- [Text extract]

────────────────────

CME’s remarks at the House of Commons Standing Committee on Foreign Affairs (FAAE) on the “United States and Canadian Foreign Policy”

May 30, 2017

Good morning Mr. Chair and members of the Committee.

Thank you for inviting me here to speak on behalf of Canada’s 90,000 manufacturers and exporters and our association’s 2,500 direct members to discuss Canada’s relationship with the United States.

CME is Canada’s largest industry and trade association with offices in every province, and is the chair of the Canadian Manufacturing Coalition, which represents 55 sectoral manufacturing associations. More than 85% of our members are small and medium-sized enterprises representing every industrial sector, every export sector, and all regions of the country.

Manufacturing is the single largest business sector in Canada. In 2016, manufacturing sales surpassed $600 billion for the third consecutive year directly accounting for 11% of Canada’s total economic output, while directly employing over 1.7 million Canadians in highly productive, value added, high paying jobs. With the base in the NAFTA region, manufacturers are also directly responsible for the majority of Canada’s exports. In 2015 and 2016 manufactured goods exports reached nearly $350 billion, an all time record high, accounting for almost 70 per cent of all Canadian exports. Nearly 75 per cent of these exports go to the US.

────────────────────

Raw records:
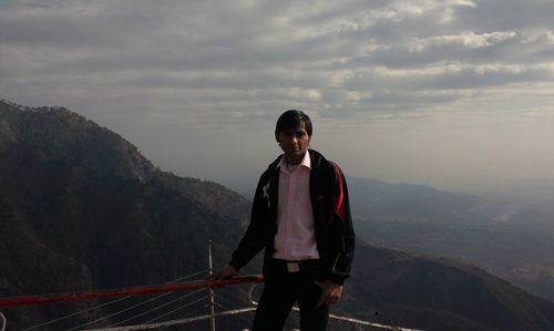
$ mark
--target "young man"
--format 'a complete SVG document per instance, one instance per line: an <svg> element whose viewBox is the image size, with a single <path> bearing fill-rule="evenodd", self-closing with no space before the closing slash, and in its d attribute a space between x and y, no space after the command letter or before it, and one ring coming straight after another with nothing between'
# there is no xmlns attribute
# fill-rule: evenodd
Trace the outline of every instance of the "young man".
<svg viewBox="0 0 554 331"><path fill-rule="evenodd" d="M308 149L311 121L304 112L283 113L275 139L284 154L261 175L246 234L214 278L235 276L265 248L265 286L253 330L281 330L295 302L302 331L326 330L355 249L345 176Z"/></svg>

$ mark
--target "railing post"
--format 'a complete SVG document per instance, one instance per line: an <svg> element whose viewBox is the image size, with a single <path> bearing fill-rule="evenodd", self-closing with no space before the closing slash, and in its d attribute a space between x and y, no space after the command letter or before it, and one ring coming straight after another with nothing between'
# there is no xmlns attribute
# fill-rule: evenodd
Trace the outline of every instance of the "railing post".
<svg viewBox="0 0 554 331"><path fill-rule="evenodd" d="M214 267L212 263L212 240L208 241L208 273L209 276L214 275ZM215 331L215 298L214 298L214 288L208 288L209 294L209 314L212 318L209 319L209 330Z"/></svg>

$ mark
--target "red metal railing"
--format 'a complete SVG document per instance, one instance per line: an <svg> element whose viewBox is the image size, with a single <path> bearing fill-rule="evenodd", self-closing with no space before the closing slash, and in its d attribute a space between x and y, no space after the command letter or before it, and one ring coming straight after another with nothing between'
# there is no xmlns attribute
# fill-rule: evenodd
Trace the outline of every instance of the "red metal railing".
<svg viewBox="0 0 554 331"><path fill-rule="evenodd" d="M264 281L261 275L253 275L253 276L235 277L220 281L198 280L198 281L131 287L131 288L111 289L111 290L93 290L93 291L58 293L58 294L9 297L9 298L0 298L0 308L9 308L18 306L37 306L37 304L47 304L53 302L85 301L85 300L105 299L105 298L121 298L127 296L141 296L141 294L152 294L161 292L191 291L201 288L219 288L230 285L261 282L261 281Z"/></svg>

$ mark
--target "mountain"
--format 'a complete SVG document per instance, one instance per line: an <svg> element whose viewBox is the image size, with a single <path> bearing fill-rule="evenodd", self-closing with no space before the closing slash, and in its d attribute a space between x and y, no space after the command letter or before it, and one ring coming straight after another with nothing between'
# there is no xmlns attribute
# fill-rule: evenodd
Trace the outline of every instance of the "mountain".
<svg viewBox="0 0 554 331"><path fill-rule="evenodd" d="M462 258L554 300L552 204L529 195L493 199L424 185L351 177L348 182L357 235L363 240ZM521 183L533 184L544 193L550 185L544 179ZM516 194L521 192L514 189Z"/></svg>
<svg viewBox="0 0 554 331"><path fill-rule="evenodd" d="M0 297L167 282L206 268L208 240L223 266L248 213L238 194L162 172L71 111L0 102ZM427 330L554 329L553 303L481 269L359 241L337 313ZM9 330L20 330L94 304L3 312ZM100 307L79 319L112 311ZM75 325L60 323L41 330Z"/></svg>
<svg viewBox="0 0 554 331"><path fill-rule="evenodd" d="M348 177L350 203L363 218L407 221L444 221L466 218L480 209L476 196L447 193L425 185L389 184L370 178Z"/></svg>

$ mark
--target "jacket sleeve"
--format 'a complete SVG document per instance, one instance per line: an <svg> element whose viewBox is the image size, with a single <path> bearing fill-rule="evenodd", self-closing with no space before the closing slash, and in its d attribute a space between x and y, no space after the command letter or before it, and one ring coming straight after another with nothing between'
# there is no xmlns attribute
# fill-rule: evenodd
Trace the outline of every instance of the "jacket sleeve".
<svg viewBox="0 0 554 331"><path fill-rule="evenodd" d="M350 276L350 269L355 252L355 232L352 217L350 214L350 201L345 176L336 164L334 168L334 187L331 197L331 231L332 242L332 267L329 279L342 285ZM335 230L336 229L336 230Z"/></svg>
<svg viewBox="0 0 554 331"><path fill-rule="evenodd" d="M263 186L263 178L264 176L261 176L256 187L248 228L232 255L229 265L235 267L236 270L248 263L265 246L268 199L266 199L267 187Z"/></svg>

────────────────────

- [To-do list]
#1 Copy word for word the part of CME's committee remarks starting at "Manufacturing is the" and ending at "go to the US.".
#2 Pick up CME's remarks to the Foreign Affairs committee after their last sentence and carry them further.
These rows are separate material and have no part in the CME remarks.

- [Answers provided]
#1
Manufacturing is the single largest business sector in Canada. In 2016, manufacturing sales surpassed $600 billion for the third consecutive year directly accounting for 11% of Canada’s total economic output, while directly employing over 1.7 million Canadians in highly productive, value added, high paying jobs. With the base in the NAFTA region, manufacturers are also directly responsible for the majority of Canada’s exports. In 2015 and 2016 manufactured goods exports reached nearly $350 billion, an all time record high, accounting for almost 70 per cent of all Canadian exports. Nearly 75 per cent of these exports go to the US.

#2
Much of this trade is due to the deep integration of manufacturing operations across the NAFTA region and in particular between Canada and the US. This integration has created a unique relationship for our countries globally; we do not simply trade goods with each other, we build things together, we innovate together, we compete with the world together.

Canada’s relationship with the US in most ways is a model for which all relationships, especially trade relationships, should be judged. It has helped increase the standard of living of participants. It has strengthened industry by combining the talents and expertise of each market, creating bigger markets at home and strengthening our combined competitiveness globally. No other relationship that Canada has can compare to the historical, current and future importance for our economy or our citizens.

Securing and expanding this relationship must remain single most important priority for Canada in dealing with the new administration. And while there are many uncertainties in this regard moving forward – not the least of which are potential border taxes, increased protectionism, and NAFTA renegotiation – we also believe there is great opportunity for Canada, for Canadian industry if efficiently handled.

Since the signing of the NAFTA nearly 25 years ago the business world has changed dramatically. NAFTA itself created much more competitive and global industries and spawned almost unimaginable levels of integration and flows of people, services and goods. China rose from almost nothing to an industrial powerhouse competing for customers, investment and market share against Canadian and US companies. New technologies have emerged that have reshaped the way we live and work. Almost none of this was contemplated when NAFTA was signed.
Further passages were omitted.